* [TASK DESCRIPTION] Locate each line in the records that contains the string "green" and copy those lines. Match uppercase and lowercase exactly.

* [PROVIDED RECORDS]
┄┄┄┄┄┄┄┄┄┄

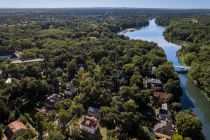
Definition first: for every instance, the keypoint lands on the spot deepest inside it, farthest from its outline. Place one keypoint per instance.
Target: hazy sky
(105, 3)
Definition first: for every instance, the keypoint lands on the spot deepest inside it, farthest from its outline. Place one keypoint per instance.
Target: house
(15, 129)
(8, 81)
(164, 129)
(42, 110)
(151, 83)
(164, 114)
(53, 99)
(4, 58)
(89, 124)
(92, 111)
(70, 91)
(154, 70)
(82, 66)
(124, 77)
(154, 81)
(58, 71)
(161, 95)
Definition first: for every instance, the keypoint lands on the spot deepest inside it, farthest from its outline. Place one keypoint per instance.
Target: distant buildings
(92, 111)
(165, 126)
(53, 99)
(14, 130)
(70, 91)
(8, 81)
(89, 124)
(161, 95)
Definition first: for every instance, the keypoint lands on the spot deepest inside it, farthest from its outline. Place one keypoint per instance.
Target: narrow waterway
(192, 96)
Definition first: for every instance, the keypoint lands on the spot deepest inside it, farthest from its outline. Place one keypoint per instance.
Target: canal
(192, 97)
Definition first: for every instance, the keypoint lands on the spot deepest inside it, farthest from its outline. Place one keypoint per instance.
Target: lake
(192, 97)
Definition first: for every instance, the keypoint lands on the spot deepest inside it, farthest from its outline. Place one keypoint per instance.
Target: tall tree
(188, 125)
(72, 69)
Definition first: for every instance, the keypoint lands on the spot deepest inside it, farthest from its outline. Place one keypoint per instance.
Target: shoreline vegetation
(184, 43)
(180, 57)
(87, 65)
(130, 30)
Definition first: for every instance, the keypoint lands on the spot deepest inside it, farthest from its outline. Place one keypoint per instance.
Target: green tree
(177, 137)
(1, 130)
(188, 125)
(56, 135)
(72, 69)
(4, 111)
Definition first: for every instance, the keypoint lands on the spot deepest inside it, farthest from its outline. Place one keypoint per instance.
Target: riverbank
(130, 30)
(192, 97)
(183, 44)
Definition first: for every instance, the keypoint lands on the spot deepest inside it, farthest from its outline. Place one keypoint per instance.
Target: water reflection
(192, 96)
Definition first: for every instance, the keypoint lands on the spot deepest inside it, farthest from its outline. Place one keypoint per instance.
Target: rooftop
(90, 122)
(9, 80)
(93, 110)
(165, 106)
(13, 127)
(161, 95)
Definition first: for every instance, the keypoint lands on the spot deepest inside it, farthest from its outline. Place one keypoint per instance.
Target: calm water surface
(192, 97)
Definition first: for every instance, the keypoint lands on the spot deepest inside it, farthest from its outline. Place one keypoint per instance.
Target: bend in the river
(192, 97)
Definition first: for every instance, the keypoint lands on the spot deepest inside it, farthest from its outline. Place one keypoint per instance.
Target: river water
(192, 97)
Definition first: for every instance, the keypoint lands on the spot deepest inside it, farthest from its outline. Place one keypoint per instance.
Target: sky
(178, 4)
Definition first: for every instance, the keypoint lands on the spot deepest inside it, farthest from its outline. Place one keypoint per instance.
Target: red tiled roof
(161, 95)
(90, 122)
(13, 127)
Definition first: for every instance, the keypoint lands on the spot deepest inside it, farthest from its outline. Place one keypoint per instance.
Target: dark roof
(90, 122)
(93, 110)
(4, 58)
(13, 127)
(165, 128)
(161, 95)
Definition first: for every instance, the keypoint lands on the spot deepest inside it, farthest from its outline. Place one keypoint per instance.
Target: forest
(81, 48)
(193, 34)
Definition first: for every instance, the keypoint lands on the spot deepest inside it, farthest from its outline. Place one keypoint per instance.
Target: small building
(70, 91)
(154, 81)
(154, 70)
(42, 110)
(164, 129)
(14, 130)
(92, 111)
(8, 81)
(4, 58)
(53, 99)
(161, 95)
(89, 124)
(125, 78)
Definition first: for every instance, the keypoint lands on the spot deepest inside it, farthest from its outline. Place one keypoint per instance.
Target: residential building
(8, 81)
(161, 95)
(164, 128)
(89, 124)
(51, 100)
(93, 111)
(15, 129)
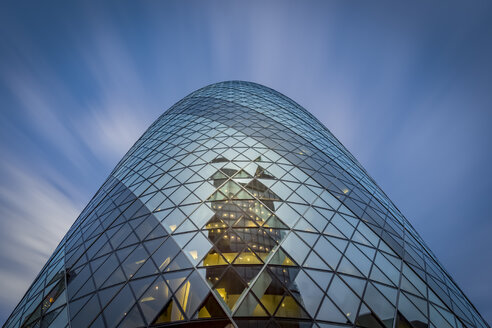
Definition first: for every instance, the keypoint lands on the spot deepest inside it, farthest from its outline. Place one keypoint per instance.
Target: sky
(405, 86)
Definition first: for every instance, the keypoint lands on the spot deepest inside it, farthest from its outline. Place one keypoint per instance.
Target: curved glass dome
(238, 208)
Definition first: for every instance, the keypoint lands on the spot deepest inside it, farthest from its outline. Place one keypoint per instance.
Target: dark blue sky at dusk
(406, 87)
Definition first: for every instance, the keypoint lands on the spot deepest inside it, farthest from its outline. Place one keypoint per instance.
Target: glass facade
(238, 208)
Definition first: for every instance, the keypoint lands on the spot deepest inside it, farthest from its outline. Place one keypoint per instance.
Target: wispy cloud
(36, 212)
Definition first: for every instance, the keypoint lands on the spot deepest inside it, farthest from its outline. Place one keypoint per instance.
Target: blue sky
(406, 87)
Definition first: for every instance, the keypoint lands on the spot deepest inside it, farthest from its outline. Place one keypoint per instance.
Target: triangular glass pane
(280, 258)
(214, 258)
(116, 277)
(140, 285)
(175, 279)
(250, 307)
(210, 309)
(180, 262)
(308, 294)
(329, 312)
(151, 301)
(169, 313)
(247, 257)
(315, 262)
(269, 291)
(132, 319)
(230, 287)
(192, 293)
(147, 269)
(346, 300)
(197, 248)
(290, 308)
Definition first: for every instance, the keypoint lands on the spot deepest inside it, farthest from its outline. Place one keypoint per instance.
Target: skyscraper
(238, 208)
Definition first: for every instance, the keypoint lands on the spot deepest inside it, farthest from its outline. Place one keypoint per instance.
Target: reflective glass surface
(238, 208)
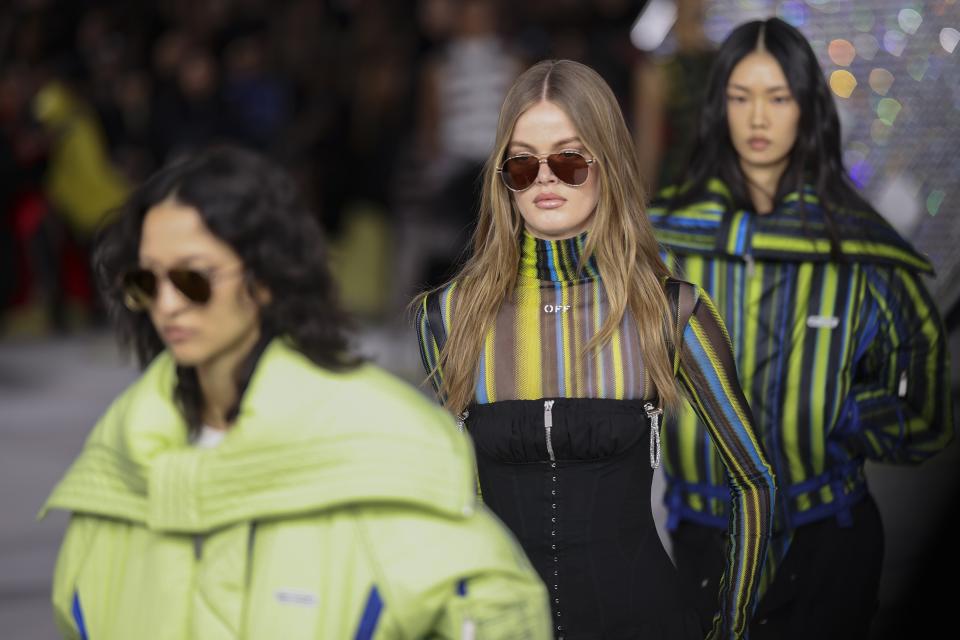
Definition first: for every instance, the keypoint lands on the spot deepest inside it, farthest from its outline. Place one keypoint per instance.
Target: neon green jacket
(338, 506)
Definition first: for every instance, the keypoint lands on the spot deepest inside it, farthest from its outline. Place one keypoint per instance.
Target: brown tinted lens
(139, 288)
(520, 172)
(195, 286)
(570, 167)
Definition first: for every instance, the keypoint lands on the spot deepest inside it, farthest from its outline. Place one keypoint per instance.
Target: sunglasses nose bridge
(543, 164)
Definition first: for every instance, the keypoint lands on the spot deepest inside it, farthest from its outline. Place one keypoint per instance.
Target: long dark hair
(816, 157)
(253, 206)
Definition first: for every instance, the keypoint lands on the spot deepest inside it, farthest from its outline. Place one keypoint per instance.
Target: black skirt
(577, 497)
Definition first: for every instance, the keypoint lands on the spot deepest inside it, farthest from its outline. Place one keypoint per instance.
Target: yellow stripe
(690, 435)
(598, 356)
(821, 360)
(527, 337)
(567, 322)
(490, 377)
(777, 242)
(792, 400)
(735, 222)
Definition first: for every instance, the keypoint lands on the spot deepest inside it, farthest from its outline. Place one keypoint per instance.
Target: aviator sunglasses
(140, 286)
(519, 172)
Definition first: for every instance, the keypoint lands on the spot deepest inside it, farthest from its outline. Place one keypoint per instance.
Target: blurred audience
(382, 109)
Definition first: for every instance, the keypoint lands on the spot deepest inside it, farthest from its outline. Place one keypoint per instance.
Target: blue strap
(78, 616)
(371, 615)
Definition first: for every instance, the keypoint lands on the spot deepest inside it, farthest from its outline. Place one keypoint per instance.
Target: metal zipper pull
(462, 420)
(654, 413)
(548, 426)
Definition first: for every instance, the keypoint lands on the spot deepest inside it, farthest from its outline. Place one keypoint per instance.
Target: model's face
(224, 328)
(552, 210)
(761, 112)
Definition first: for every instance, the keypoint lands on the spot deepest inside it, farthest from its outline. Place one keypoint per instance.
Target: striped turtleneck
(535, 350)
(556, 260)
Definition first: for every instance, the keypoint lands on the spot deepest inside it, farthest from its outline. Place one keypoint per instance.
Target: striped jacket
(840, 361)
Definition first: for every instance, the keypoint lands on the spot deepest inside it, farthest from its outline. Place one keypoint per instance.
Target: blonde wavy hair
(620, 235)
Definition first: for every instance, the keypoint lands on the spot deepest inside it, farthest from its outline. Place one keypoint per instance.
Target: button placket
(554, 514)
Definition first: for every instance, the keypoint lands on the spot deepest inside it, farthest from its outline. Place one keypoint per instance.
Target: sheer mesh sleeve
(429, 350)
(708, 374)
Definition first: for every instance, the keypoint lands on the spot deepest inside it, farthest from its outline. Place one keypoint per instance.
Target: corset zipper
(653, 413)
(555, 582)
(462, 420)
(548, 426)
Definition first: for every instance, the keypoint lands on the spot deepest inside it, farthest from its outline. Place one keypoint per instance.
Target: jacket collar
(306, 440)
(793, 232)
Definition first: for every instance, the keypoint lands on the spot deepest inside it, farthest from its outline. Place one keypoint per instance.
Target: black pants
(825, 588)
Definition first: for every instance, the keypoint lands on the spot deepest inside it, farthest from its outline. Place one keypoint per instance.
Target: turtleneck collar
(555, 260)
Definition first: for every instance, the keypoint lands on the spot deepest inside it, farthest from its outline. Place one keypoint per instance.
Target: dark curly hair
(252, 205)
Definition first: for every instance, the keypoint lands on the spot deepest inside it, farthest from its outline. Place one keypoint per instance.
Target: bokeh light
(894, 42)
(880, 132)
(841, 52)
(918, 68)
(887, 110)
(949, 37)
(880, 81)
(866, 45)
(863, 19)
(909, 20)
(842, 82)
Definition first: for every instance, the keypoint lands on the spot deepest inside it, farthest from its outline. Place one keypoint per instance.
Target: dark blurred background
(384, 111)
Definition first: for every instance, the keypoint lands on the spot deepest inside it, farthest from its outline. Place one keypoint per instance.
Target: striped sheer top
(534, 351)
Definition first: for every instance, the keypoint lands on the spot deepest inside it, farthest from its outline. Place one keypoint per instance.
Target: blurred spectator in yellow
(81, 182)
(668, 91)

┄┄┄┄┄┄┄┄┄┄

* [EXERCISE SOLUTION]
Target: green tree
Target: neon green jacket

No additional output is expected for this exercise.